Ahmet Yozgat - Hakkında Yazdığı Tanıtım Yazısı

Ey insan! Kendini tanı... (sonra da beni...)


AHMET YOZGAT
Aslında onun doğup büyüdüğü köy, Sorgun'a değil; Saraykent'e bağlı… Köy, hukuken komşu ilçeye ait ancak onun akrabaları Sorgun'da oturmakta. Kendisi de fiilen Sorgunlu... Bununla birlikte şu anda, ikamet ettiği yerin Ankara olduğunu da söyleyelim. Evet, onun adı Ahmet Yozgat, köyü ise Dedefakılı...Köklü bir köy olan Dedefakılı’yı bilen bilir: Sorgun Doğankent beldesinin karşısında büyükçe bir yerleşim yeri olan Dedefakılı aslında bir belde ya da belediyelik.

━━━━━━━━━━━━━━━━━━━━

Yönerge A:
Ahmet Yozgat tanıtım yazısında "Ahmet Yozgat - Hakkında" ile "ya da belediyelik." arasındaki kısmı, bu iki ifade de dahil, birebir kopyalar mısın?
Yönerge B:
Ahmet Yozgat tanıtım yazısında adı geçen yerleşim yerleri hangileri?

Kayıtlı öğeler
━━━━━━━━━━━━━━━━━━━━

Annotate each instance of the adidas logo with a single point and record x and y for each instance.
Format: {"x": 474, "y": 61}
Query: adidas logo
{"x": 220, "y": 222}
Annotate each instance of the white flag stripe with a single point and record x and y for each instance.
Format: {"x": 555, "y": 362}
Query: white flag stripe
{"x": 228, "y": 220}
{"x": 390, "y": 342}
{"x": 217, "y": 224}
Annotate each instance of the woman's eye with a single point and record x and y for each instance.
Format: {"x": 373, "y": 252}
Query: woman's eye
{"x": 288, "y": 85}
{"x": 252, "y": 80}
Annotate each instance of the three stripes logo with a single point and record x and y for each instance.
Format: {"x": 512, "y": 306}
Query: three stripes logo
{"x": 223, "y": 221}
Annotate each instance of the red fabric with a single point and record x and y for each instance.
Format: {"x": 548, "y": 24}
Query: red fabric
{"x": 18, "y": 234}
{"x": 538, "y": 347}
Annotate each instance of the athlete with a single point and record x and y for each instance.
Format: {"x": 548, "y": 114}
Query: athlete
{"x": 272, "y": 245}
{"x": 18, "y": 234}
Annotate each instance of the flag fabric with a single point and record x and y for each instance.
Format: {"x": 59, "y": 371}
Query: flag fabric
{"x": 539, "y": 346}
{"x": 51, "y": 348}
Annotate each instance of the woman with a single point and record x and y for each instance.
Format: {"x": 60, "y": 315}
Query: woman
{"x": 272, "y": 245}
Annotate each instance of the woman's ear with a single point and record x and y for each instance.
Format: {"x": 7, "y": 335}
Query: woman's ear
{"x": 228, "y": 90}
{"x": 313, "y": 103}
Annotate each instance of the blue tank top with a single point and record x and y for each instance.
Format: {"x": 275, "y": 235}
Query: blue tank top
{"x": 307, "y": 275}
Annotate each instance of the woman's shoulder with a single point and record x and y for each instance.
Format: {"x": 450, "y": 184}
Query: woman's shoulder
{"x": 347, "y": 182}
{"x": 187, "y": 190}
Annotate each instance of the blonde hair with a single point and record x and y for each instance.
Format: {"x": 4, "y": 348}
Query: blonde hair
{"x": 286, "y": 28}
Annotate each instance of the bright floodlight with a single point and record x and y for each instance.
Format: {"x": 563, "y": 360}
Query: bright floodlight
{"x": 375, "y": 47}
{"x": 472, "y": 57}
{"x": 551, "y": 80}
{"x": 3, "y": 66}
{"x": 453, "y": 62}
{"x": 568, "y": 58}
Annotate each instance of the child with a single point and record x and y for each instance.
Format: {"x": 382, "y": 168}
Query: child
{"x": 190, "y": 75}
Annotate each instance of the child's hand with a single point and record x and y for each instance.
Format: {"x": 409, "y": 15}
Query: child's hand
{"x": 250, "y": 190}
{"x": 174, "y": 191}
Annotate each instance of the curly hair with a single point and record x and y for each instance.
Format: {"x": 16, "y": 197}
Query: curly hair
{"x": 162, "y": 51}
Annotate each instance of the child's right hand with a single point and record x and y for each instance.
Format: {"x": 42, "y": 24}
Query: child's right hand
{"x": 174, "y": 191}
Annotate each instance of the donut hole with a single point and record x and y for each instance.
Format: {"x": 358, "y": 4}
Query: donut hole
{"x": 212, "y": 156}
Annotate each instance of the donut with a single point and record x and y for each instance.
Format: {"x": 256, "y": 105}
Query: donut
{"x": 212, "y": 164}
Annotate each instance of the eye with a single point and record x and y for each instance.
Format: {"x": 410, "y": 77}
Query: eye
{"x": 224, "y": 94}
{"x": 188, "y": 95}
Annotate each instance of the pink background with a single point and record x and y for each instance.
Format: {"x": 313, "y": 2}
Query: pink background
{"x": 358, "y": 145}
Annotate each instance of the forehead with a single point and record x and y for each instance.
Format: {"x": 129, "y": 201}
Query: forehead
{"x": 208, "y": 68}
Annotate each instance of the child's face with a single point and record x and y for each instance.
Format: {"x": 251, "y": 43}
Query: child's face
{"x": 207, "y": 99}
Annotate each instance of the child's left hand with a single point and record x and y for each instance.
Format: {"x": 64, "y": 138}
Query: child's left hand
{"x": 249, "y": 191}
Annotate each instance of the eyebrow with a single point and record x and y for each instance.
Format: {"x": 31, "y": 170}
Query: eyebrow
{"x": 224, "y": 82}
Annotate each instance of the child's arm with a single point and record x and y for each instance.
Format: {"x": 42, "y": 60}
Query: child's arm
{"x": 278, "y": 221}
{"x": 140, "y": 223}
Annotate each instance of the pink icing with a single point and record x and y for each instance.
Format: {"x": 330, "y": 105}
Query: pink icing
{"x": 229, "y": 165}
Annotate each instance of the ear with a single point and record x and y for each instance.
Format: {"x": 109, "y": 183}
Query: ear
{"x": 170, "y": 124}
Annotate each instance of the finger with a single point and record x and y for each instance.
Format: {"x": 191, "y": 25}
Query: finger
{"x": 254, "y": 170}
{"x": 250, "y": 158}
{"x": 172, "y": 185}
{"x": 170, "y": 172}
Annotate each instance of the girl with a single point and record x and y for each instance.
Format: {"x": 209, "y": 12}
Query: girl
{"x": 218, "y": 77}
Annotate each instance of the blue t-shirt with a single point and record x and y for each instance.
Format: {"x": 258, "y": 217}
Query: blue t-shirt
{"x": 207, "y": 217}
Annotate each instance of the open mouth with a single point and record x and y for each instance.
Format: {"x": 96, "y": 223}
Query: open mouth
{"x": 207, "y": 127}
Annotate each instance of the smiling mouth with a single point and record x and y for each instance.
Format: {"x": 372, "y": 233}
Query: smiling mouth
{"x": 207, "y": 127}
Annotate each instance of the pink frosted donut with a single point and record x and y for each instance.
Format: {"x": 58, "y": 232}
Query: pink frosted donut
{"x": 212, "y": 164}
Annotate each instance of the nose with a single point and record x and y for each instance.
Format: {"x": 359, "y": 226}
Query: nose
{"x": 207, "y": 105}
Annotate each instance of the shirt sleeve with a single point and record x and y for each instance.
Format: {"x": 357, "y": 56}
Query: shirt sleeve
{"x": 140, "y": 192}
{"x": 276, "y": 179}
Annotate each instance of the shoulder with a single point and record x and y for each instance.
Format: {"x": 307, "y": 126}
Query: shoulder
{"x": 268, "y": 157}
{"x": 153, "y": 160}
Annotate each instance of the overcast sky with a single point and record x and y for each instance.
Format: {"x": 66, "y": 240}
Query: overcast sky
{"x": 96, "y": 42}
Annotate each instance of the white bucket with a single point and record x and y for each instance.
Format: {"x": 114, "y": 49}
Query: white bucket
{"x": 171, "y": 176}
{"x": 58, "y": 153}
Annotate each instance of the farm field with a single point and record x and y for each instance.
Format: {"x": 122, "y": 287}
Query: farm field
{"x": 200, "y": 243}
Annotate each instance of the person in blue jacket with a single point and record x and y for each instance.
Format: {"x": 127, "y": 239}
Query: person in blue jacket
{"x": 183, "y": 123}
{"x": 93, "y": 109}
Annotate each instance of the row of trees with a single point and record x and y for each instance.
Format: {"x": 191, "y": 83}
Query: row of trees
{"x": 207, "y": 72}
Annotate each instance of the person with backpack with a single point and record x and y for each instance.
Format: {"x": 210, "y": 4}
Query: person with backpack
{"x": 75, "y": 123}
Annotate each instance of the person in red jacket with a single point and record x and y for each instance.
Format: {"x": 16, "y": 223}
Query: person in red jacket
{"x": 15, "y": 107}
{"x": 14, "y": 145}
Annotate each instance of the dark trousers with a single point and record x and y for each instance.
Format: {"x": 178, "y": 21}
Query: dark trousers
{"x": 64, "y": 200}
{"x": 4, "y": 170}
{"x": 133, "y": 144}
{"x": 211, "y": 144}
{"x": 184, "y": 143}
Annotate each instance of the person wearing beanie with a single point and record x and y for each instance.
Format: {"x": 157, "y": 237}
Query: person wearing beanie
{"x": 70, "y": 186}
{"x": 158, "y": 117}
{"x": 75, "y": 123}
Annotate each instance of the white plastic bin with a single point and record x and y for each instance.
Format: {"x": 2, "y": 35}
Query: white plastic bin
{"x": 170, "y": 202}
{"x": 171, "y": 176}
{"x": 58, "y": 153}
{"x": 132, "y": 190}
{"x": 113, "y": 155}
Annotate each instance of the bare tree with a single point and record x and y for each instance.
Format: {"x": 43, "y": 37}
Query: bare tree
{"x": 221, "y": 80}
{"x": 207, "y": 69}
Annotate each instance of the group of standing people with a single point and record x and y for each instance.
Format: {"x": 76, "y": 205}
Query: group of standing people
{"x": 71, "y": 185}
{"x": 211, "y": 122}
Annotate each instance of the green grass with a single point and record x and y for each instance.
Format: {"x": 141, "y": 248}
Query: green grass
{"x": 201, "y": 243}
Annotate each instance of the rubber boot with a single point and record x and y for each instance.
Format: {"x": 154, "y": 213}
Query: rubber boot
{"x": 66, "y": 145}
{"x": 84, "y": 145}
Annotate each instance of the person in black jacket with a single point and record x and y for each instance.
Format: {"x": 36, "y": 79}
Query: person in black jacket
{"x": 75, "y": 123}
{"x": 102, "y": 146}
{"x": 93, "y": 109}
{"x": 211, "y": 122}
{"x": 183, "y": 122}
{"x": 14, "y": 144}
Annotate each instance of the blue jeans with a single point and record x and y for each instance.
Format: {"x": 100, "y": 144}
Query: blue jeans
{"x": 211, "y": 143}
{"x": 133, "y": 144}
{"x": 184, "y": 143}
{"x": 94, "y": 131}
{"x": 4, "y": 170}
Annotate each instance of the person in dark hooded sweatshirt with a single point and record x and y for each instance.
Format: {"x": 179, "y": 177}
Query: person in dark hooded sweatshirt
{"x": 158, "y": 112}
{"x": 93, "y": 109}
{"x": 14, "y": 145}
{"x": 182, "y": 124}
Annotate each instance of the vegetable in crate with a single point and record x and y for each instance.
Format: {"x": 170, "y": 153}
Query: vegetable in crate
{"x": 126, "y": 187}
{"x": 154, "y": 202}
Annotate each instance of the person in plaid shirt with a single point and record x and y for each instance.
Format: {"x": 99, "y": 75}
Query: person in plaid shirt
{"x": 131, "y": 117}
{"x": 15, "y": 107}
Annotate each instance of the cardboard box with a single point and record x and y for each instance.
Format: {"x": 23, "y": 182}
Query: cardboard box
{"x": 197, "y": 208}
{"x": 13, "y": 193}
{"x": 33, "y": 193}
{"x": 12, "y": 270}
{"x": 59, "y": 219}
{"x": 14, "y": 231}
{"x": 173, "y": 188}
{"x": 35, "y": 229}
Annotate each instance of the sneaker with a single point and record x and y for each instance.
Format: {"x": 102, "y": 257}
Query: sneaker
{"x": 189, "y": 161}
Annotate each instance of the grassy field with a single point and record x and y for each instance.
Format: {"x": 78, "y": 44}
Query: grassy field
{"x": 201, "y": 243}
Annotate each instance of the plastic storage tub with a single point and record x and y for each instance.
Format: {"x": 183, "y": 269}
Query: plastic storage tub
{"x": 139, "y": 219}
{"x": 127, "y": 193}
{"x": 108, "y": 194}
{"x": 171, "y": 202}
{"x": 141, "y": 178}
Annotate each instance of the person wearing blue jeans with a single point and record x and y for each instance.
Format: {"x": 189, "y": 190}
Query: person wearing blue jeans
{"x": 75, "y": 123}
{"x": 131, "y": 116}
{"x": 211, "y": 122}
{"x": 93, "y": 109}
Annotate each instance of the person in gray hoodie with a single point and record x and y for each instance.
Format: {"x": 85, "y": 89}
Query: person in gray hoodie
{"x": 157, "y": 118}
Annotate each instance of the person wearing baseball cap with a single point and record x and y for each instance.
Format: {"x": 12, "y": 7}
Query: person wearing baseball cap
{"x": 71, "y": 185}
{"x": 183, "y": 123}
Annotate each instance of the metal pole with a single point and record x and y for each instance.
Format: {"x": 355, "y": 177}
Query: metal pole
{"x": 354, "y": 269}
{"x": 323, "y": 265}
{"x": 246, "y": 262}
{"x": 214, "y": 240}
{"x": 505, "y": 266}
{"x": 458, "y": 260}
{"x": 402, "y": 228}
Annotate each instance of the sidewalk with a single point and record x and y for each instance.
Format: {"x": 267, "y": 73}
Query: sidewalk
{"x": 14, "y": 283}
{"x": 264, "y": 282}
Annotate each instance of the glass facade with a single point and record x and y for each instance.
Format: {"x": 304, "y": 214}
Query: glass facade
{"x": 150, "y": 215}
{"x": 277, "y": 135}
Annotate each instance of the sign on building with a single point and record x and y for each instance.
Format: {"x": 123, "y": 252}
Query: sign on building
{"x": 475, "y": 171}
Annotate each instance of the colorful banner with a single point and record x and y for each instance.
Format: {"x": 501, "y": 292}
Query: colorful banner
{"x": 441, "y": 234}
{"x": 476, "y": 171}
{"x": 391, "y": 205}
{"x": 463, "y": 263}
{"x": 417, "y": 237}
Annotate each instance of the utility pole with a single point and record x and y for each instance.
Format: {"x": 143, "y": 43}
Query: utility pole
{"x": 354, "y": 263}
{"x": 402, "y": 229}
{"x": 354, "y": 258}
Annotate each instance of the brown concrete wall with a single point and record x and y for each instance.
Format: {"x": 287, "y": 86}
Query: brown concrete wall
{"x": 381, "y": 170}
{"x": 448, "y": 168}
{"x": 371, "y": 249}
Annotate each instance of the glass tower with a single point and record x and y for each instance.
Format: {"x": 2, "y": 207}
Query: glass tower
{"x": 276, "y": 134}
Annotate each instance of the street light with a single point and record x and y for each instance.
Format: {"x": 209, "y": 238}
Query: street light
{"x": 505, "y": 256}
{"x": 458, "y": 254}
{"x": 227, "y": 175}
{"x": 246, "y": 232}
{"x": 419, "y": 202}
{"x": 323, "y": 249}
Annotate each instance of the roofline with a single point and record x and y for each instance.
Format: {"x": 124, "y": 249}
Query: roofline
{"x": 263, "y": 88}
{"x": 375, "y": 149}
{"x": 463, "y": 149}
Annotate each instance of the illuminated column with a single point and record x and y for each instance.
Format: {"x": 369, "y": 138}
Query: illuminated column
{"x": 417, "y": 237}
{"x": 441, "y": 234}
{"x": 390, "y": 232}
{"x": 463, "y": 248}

━━━━━━━━━━━━━━━━━━━━

Doğru cevap A:
Ahmet Yozgat - Hakkında Yazdığı Tanıtım Yazısı

Ey insan! Kendini tanı... (sonra da beni...)


AHMET YOZGAT
Aslında onun doğup büyüdüğü köy, Sorgun'a değil; Saraykent'e bağlı… Köy, hukuken komşu ilçeye ait ancak onun akrabaları Sorgun'da oturmakta. Kendisi de fiilen Sorgunlu... Bununla birlikte şu anda, ikamet ettiği yerin Ankara olduğunu da söyleyelim. Evet, onun adı Ahmet Yozgat, köyü ise Dedefakılı...Köklü bir köy olan Dedefakılı’yı bilen bilir: Sorgun Doğankent beldesinin karşısında büyükçe bir yerleşim yeri olan Dedefakılı aslında bir belde ya da belediyelik.

Doğru cevap B:
Sorgun, Saraykent, Ankara, Dedefakılı, Doğankent